● WHAT IS REQUIRED:
Set down each line of the material that follows, exactly, with no pictures.

>> START RECORDS FOR PROCESSING

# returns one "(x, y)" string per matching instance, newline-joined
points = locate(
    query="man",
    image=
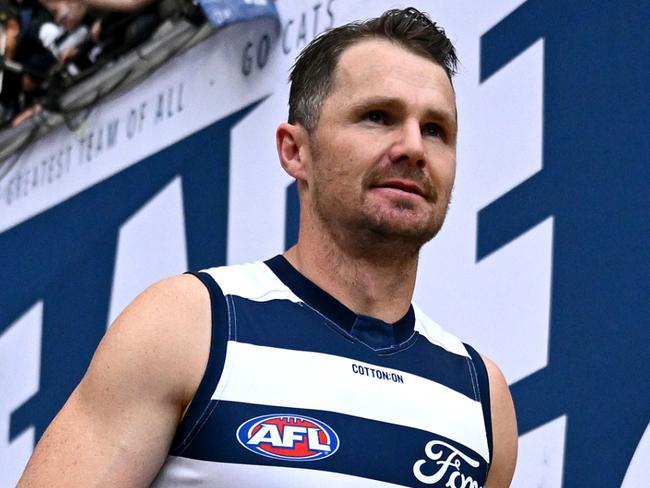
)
(312, 367)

>> END RECORDS FOR PROCESSING

● THE RESULT:
# returns one "(x, y)" string per matching instance, newline-joined
points = locate(
    query="man",
    image=
)
(312, 367)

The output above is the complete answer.